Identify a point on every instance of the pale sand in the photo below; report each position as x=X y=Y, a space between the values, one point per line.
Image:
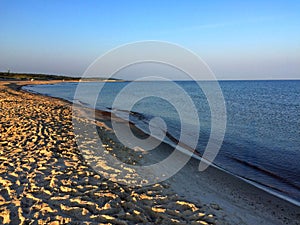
x=44 y=177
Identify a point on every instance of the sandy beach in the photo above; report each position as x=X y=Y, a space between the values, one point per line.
x=44 y=179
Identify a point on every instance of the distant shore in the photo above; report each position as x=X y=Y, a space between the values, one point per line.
x=208 y=197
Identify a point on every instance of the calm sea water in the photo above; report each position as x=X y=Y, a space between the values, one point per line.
x=262 y=139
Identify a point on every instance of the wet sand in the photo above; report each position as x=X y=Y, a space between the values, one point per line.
x=45 y=179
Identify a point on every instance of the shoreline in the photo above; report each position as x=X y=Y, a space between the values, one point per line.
x=232 y=205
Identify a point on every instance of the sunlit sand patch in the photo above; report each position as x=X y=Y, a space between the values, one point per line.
x=5 y=214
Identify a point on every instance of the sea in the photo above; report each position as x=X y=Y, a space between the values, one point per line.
x=262 y=137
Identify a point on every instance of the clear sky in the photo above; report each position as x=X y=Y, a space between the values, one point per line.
x=237 y=39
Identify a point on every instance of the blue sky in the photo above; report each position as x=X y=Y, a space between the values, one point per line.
x=237 y=39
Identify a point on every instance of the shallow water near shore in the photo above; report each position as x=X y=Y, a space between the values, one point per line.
x=262 y=136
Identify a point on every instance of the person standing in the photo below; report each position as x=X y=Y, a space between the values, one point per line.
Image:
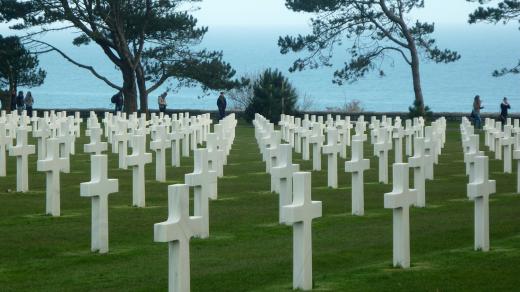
x=504 y=107
x=29 y=101
x=475 y=114
x=221 y=104
x=162 y=102
x=117 y=99
x=20 y=102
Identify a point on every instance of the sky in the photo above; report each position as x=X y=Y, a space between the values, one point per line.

------------------------------------------------

▸ **What to produce**: Reproduce every line above as written, skipping pictures.

▸ **Response**:
Identify a point on every instance of the pale sand in the photo below; report each position as x=X y=Y, a space between the values, one point per line.
Image:
x=44 y=177
Identify a point on every instance of the sandy beach in the photo above; report each position as x=X y=Y, a space between the values, one point per line.
x=44 y=179
Identify a point on every instance of the distant shore in the photo above; report each position as x=X y=Y, a space between the values, one point per line.
x=208 y=197
Identify a point on every instance of the calm sea water in the photo above; report each position as x=X y=Y, a space between the values, one point per line.
x=262 y=139
Identify a point on every instance of the wet sand in the photo above; report each position as x=X y=Y, a space between the values, one point per line.
x=45 y=179
Identify a point on every instance of the shoreline in the photo above; report each position as x=X y=Y, a space between the values, one point per line.
x=232 y=205
Identify a point on every instance of the sunlit sand patch in the photo above; report each position as x=X y=Y, a space between the values, one point per line.
x=5 y=214
Identify a point on every instance of the sea in the photo above; report each position as x=X y=Y, a space between the values, one point per line.
x=262 y=137
Identify a point on every instance of the clear sky in the photo above; report each position as x=X y=Y, a space between the values, one point per line.
x=237 y=39
Identify a point on every instance of the blue sky in the photo above; report each position as x=X y=Y, a space between the values, one point per line.
x=237 y=39
Identify a point on every instance of the shallow water near shore in the photo above; report each position as x=X y=Y, a space between the values, one point per line.
x=262 y=136
Identify a point on every instance of the person standing in the photo below; report each position as x=X y=Y, a space between the values, one point per line.
Image:
x=504 y=107
x=29 y=101
x=475 y=114
x=221 y=104
x=162 y=102
x=117 y=99
x=20 y=102
Identify a point on every instance of the sky in the photo above; report each position as x=X y=Y, a space between the values, one point per line.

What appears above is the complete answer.